**Dataset entries**
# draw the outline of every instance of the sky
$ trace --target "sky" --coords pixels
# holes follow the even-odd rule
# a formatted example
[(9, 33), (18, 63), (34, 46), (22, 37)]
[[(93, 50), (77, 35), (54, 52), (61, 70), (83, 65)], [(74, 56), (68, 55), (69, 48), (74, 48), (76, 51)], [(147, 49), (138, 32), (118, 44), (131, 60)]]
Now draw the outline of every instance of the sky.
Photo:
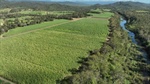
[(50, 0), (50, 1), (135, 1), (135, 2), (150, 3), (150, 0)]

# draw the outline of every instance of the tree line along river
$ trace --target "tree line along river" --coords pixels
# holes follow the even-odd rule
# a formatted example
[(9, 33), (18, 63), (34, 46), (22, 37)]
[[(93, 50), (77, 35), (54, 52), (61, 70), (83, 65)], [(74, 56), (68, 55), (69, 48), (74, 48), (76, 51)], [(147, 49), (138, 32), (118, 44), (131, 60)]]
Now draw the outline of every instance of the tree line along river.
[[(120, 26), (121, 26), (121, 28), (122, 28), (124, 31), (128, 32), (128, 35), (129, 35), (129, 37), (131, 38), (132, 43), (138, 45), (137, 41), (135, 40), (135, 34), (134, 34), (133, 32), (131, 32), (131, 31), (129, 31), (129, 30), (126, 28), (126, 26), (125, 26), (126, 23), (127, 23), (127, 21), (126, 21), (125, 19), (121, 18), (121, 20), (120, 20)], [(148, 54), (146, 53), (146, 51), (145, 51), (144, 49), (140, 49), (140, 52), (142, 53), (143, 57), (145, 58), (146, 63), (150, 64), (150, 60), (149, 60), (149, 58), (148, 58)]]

**Required work**
The word "target" appears in some lines of the data; state how many such lines there are, and nothing further.

**Answer**
2